Re: [PATCH 04/11] VFS: introduce dentry_lookup_continue()
Posted by Al Viro 1 month, 3 weeks ago
On Tue, Aug 12, 2025 at 12:25:07PM +1000, NeilBrown wrote:
> A few callers operate on a dentry which they already have - unlike the
> normal case where a lookup proceeds an operation.
> 
> For these callers dentry_lookup_continue() is provided where other
> callers would use dentry_lookup().  The call will fail if, after the
> lock was gained, the child is no longer a child of the given parent.
> 
> There are a couple of callers that want to lock a dentry in whatever
> its current parent is.  For these a NULL parent can be passed, in which
> case ->d_parent is used.  In this case the call cannot fail.
> 
> The idea behind the name is that the actual lookup occurred some time
> ago, and now we are continuing with an operation on the dentry.
> 
> When the operation completes done_dentry_lookup() must be called.  An
> extra reference is taken when the dentry_lookup_continue() call succeeds
> and will be dropped by done_dentry_lookup().
> 
> This will be used in smb/server, ecryptfs, and overlayfs, each of which
> have their own lock_parent() or parent_lock() or similar; and a few
> other places which lock the parent but don't check if the parent is
> still correct (often because rename isn't supported so parent cannot be
> incorrect).

I would really like the see the conversion of these callers.  You are
asking for a buy-in for a primitive with specific semantics; that's
hard to review without seeing how it will be used.
Re: [PATCH 04/11] VFS: introduce dentry_lookup_continue()
Posted by NeilBrown 1 month, 3 weeks ago
On Wed, 13 Aug 2025, Al Viro wrote:
> On Tue, Aug 12, 2025 at 12:25:07PM +1000, NeilBrown wrote:
> > A few callers operate on a dentry which they already have - unlike the
> > normal case where a lookup proceeds an operation.
> > 
> > For these callers dentry_lookup_continue() is provided where other
> > callers would use dentry_lookup().  The call will fail if, after the
> > lock was gained, the child is no longer a child of the given parent.

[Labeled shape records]
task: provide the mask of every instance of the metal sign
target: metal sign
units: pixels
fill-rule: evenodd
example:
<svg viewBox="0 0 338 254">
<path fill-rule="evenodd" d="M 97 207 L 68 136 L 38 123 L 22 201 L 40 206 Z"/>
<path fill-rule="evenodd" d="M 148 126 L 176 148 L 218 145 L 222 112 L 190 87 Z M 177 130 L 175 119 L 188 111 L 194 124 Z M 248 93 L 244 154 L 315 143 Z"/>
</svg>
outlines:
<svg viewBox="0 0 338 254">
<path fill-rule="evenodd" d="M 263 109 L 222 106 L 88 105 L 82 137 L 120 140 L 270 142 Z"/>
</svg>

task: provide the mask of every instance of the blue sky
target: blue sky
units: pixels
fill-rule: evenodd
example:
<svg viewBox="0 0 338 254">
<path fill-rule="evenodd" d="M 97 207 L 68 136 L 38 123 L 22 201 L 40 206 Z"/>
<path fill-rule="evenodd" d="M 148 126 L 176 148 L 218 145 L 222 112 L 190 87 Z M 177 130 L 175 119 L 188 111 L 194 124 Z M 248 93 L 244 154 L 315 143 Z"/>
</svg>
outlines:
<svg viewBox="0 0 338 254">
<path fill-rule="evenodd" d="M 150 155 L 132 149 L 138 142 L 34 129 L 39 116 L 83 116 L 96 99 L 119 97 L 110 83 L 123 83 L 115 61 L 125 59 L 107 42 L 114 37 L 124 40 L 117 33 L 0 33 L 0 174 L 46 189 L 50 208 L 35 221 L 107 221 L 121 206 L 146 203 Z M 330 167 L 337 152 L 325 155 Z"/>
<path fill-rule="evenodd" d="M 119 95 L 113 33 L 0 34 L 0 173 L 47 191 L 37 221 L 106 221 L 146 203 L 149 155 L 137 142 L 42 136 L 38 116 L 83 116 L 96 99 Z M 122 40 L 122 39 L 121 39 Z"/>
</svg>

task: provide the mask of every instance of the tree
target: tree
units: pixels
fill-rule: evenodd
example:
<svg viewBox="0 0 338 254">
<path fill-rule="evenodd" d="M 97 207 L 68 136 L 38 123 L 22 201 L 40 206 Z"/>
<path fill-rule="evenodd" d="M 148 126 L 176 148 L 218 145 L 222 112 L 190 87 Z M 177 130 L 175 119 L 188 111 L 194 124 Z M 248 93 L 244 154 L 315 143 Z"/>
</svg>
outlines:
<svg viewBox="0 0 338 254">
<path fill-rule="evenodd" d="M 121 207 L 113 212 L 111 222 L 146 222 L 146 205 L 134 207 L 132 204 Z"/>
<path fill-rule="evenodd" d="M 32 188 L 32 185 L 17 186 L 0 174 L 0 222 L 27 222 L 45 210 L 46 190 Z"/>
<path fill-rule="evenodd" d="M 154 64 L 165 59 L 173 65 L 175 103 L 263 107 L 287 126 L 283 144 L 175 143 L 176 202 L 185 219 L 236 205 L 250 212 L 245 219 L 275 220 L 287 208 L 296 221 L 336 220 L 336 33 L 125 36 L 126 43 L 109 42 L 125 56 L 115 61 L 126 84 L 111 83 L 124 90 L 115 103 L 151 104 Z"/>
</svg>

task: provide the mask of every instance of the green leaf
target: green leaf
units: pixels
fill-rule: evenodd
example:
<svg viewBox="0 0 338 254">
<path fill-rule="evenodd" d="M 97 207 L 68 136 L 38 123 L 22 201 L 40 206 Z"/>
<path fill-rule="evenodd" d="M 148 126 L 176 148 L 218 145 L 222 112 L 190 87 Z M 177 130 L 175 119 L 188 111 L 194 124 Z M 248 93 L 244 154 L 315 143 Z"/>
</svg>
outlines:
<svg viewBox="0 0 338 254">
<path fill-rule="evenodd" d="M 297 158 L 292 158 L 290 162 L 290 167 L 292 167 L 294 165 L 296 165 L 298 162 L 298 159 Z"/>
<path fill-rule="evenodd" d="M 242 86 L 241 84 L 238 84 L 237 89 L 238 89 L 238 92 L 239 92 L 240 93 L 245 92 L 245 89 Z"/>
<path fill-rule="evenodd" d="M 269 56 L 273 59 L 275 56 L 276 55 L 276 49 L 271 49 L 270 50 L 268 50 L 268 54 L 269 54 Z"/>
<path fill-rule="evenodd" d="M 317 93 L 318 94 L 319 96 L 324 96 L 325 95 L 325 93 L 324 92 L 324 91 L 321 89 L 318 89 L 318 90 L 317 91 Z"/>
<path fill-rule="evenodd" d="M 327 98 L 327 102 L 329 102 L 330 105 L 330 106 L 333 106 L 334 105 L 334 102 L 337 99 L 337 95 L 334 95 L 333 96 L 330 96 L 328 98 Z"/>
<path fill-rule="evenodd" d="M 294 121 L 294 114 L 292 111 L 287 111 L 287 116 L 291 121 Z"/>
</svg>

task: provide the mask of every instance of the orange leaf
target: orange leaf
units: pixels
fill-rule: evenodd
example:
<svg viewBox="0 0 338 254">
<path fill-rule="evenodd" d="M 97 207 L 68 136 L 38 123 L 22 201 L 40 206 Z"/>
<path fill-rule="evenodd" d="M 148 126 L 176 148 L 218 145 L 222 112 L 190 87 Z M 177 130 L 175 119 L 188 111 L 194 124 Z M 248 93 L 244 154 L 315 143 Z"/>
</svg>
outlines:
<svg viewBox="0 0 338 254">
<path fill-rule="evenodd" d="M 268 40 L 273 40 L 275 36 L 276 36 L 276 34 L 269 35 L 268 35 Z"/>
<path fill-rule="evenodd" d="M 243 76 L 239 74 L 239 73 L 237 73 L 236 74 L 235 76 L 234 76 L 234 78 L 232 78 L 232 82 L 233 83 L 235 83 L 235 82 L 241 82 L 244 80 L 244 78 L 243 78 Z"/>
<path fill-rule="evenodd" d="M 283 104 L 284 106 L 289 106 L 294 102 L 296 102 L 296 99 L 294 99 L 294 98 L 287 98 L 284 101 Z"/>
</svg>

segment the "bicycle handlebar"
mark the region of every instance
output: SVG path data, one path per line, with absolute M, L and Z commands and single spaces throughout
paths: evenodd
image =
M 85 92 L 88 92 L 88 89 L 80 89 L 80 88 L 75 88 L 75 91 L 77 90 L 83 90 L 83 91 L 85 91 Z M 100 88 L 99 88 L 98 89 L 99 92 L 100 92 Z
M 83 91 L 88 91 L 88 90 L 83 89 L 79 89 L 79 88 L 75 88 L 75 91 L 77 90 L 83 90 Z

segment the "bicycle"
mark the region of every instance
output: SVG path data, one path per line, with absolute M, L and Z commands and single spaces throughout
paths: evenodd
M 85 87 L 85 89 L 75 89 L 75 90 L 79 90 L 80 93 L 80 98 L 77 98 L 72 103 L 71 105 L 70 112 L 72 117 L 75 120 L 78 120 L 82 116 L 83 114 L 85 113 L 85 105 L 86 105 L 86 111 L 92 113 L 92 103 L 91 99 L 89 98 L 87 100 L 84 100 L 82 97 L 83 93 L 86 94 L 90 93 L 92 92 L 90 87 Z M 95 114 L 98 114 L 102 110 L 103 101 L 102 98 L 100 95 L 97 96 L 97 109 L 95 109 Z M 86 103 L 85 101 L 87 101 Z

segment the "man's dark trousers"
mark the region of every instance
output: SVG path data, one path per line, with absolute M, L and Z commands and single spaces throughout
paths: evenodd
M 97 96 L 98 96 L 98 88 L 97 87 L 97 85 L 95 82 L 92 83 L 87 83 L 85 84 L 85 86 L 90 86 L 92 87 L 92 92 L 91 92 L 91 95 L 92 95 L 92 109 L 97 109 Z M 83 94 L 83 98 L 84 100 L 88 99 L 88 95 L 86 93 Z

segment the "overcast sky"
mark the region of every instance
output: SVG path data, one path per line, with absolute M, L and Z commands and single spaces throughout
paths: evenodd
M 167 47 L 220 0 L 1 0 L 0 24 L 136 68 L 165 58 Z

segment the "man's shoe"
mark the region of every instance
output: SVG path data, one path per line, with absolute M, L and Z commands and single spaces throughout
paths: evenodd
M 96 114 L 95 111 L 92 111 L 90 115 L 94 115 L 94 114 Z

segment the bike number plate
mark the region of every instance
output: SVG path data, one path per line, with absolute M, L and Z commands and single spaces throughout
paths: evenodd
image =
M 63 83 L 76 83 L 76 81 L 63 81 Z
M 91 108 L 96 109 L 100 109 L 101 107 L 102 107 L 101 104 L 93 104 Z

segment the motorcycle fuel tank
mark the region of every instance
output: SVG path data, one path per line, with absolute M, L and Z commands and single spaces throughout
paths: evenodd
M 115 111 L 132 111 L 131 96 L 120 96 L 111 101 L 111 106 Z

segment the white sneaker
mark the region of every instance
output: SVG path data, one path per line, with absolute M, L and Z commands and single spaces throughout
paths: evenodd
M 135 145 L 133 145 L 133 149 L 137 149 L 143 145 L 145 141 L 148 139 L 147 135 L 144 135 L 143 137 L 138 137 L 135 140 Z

■ THINGS TO DO:
1 > In the patch thread, what happens when a NULL parent is passed to dentry_lookup_continue()?
2 > Copy the text of the patch thread starting at "I would really" and ending at "will be used.".
3 > Proceed with the patch thread from the point where it stops.

■ ANSWERS BELOW:
1 > The ->d_parent is used, and the call cannot fail.

2 >
I would really like the see the conversion of these callers.  You are
asking for a buy-in for a primitive with specific semantics; that's
hard to review without seeing how it will be used.

3 >
> > 
> > There are a couple of callers that want to lock a dentry in whatever
> > its current parent is.  For these a NULL parent can be passed, in which
> > case ->d_parent is used.  In this case the call cannot fail.
> > 
> > The idea behind the name is that the actual lookup occurred some time
> > ago, and now we are continuing with an operation on the dentry.
> > 
> > When the operation completes done_dentry_lookup() must be called.  An
> > extra reference is taken when the dentry_lookup_continue() call succeeds
> > and will be dropped by done_dentry_lookup().
> > 
> > This will be used in smb/server, ecryptfs, and overlayfs, each of which
> > have their own lock_parent() or parent_lock() or similar; and a few
> > other places which lock the parent but don't check if the parent is
> > still correct (often because rename isn't supported so parent cannot be
> > incorrect).
> 
> I would really like the see the conversion of these callers.  You are
> asking for a buy-in for a primitive with specific semantics; that's
> hard to review without seeing how it will be used.
> 

All, or just some?
I use dentry_lookup_continue() in:
  cachefiles: 4 times
  ecryptfs: once
  overlayfs: twice
  smb/server: once
  apparmor: once

Maybe I could include all in the one patch...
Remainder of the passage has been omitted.